**Task prompt**
Reproduce the stretch from the line containing "like [(672, 169)]." through the line containing "[(453, 221)]", with "scouting log" changed to "field survey" and everything else left as is. Output only those lines.

**Extracted records**
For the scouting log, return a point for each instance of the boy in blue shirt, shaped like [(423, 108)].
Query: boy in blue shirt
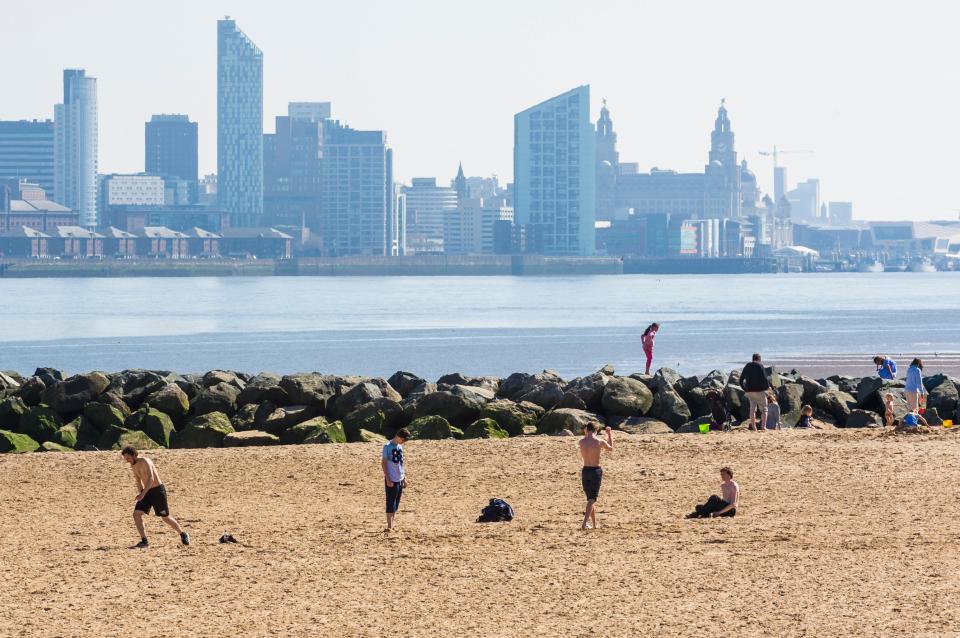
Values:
[(394, 475)]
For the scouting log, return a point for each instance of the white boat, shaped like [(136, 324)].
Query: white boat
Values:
[(870, 266)]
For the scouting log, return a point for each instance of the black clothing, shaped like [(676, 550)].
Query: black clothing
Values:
[(753, 378), (590, 478), (156, 497)]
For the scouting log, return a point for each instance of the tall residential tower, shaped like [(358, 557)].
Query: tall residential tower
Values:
[(75, 146), (239, 125)]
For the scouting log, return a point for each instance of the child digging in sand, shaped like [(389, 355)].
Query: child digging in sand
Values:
[(591, 475)]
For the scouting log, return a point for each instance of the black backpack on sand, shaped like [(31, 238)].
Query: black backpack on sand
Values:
[(497, 511)]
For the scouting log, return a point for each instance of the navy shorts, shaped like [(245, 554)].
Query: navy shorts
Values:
[(590, 478), (393, 496)]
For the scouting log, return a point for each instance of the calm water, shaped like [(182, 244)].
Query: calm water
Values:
[(476, 325)]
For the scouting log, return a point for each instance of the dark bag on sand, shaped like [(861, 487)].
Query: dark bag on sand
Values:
[(497, 511)]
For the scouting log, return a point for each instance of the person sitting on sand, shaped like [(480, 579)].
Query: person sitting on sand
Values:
[(773, 412), (151, 493), (394, 473), (724, 505), (806, 417), (592, 475)]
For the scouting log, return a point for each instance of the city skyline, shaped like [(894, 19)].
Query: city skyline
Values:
[(853, 102)]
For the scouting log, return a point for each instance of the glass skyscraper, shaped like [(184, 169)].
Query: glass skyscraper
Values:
[(239, 125), (554, 174), (75, 146)]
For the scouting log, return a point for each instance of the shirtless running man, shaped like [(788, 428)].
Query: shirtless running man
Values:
[(150, 493), (591, 475)]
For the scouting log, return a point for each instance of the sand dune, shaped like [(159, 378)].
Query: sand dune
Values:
[(841, 533)]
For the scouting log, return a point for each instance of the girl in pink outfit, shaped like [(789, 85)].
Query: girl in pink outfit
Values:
[(647, 340)]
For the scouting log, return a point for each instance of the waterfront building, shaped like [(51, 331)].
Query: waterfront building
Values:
[(427, 206), (26, 151), (239, 125), (357, 191), (292, 178), (554, 174), (75, 146), (170, 150)]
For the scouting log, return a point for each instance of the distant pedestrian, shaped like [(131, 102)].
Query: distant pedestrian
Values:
[(773, 412), (591, 475), (723, 505), (753, 380), (886, 367), (915, 391), (152, 493), (649, 335), (806, 417), (394, 473)]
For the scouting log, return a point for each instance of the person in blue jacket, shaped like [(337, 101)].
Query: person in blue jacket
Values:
[(915, 391), (886, 367)]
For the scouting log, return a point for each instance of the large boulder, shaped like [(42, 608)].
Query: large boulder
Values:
[(642, 425), (381, 415), (430, 427), (624, 396), (567, 419), (310, 389), (171, 400), (589, 389), (16, 443), (282, 418), (206, 430), (485, 429), (318, 430), (69, 397), (863, 419), (11, 409), (31, 391), (103, 415), (511, 417), (250, 438), (458, 409), (669, 407), (404, 382), (40, 423), (837, 403), (221, 397), (264, 387)]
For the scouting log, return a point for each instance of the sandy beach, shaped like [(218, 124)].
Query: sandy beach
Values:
[(840, 533)]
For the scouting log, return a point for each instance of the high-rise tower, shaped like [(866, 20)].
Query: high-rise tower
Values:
[(75, 146), (239, 125)]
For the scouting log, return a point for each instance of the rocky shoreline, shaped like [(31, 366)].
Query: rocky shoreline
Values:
[(161, 409)]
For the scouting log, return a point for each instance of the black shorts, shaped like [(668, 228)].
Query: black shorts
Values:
[(156, 497), (590, 478)]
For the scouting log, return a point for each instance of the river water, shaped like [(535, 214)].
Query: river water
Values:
[(476, 325)]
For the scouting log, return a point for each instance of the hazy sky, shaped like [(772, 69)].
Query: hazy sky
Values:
[(872, 87)]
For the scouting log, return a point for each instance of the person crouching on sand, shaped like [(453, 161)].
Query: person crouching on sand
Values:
[(394, 474), (592, 475), (724, 505), (151, 493)]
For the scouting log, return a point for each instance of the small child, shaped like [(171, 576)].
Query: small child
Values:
[(773, 413), (888, 416), (806, 417)]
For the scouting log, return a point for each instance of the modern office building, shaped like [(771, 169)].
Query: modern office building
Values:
[(356, 182), (292, 178), (75, 146), (26, 151), (554, 173), (239, 125), (170, 148), (427, 207)]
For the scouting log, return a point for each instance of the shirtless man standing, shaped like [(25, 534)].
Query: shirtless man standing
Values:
[(151, 493), (591, 475)]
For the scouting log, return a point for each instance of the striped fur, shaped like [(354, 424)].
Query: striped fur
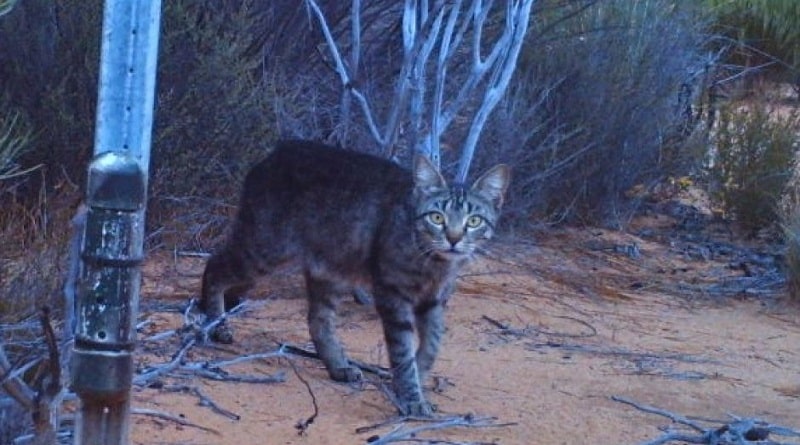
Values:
[(357, 221)]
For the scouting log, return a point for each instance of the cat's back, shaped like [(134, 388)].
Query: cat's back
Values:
[(301, 167)]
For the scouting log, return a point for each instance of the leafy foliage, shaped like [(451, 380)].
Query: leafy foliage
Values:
[(766, 31), (599, 94), (754, 151)]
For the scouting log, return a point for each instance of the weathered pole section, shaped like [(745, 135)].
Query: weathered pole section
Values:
[(108, 286)]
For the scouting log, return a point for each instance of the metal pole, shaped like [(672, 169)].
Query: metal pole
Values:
[(107, 297)]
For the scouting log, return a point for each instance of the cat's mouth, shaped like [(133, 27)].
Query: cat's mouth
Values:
[(451, 253)]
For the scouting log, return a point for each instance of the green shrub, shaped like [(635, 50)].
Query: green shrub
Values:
[(765, 33), (753, 152), (598, 94), (15, 139)]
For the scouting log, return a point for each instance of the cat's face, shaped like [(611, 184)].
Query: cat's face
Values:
[(453, 221)]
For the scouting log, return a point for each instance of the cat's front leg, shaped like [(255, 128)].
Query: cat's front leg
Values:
[(429, 319), (398, 320), (322, 327)]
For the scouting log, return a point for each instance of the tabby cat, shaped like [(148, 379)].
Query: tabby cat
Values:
[(355, 221)]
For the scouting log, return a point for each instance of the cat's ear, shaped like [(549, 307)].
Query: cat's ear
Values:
[(493, 184), (427, 178)]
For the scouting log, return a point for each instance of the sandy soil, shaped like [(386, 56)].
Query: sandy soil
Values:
[(540, 337)]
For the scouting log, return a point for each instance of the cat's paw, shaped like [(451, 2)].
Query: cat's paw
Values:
[(417, 408), (349, 374), (222, 334)]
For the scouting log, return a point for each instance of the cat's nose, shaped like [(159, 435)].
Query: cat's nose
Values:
[(453, 237)]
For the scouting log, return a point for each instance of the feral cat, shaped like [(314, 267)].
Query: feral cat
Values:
[(356, 221)]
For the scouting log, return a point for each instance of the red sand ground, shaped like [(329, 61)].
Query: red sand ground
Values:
[(590, 323)]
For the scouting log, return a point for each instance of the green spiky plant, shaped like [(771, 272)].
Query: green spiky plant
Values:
[(768, 28)]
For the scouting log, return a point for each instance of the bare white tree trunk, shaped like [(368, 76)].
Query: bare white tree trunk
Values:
[(450, 30)]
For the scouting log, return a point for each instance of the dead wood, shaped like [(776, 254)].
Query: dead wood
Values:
[(403, 432), (740, 431)]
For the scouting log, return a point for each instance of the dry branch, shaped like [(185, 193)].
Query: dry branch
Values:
[(405, 433), (741, 431)]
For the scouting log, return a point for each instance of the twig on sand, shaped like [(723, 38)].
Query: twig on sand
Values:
[(172, 418), (405, 433), (303, 425), (740, 431), (366, 367)]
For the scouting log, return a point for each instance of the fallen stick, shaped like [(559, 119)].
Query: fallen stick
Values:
[(741, 431)]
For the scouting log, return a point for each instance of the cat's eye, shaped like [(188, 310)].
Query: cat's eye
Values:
[(436, 218), (474, 221)]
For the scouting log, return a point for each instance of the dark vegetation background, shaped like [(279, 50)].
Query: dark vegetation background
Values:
[(609, 96)]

**Solution to this problem**
For the field survey, return a point for each instance of the metal pole, shaped like [(672, 169)].
Query: metal pole
Values:
[(107, 297)]
For the field survey, return a point for each instance of the cat's mouth, shaped like [(133, 27)].
Query: cat's mouth
Values:
[(451, 253)]
For the field survey, return a point for each instance of the green shrub, shaped like [(635, 50)].
Query: green shrub
Values:
[(765, 33), (753, 152), (598, 94), (15, 139)]
For the field survey, return a point for each instance of the cat's face, shaped like [(611, 184)].
Query: cat's face
Values:
[(453, 221)]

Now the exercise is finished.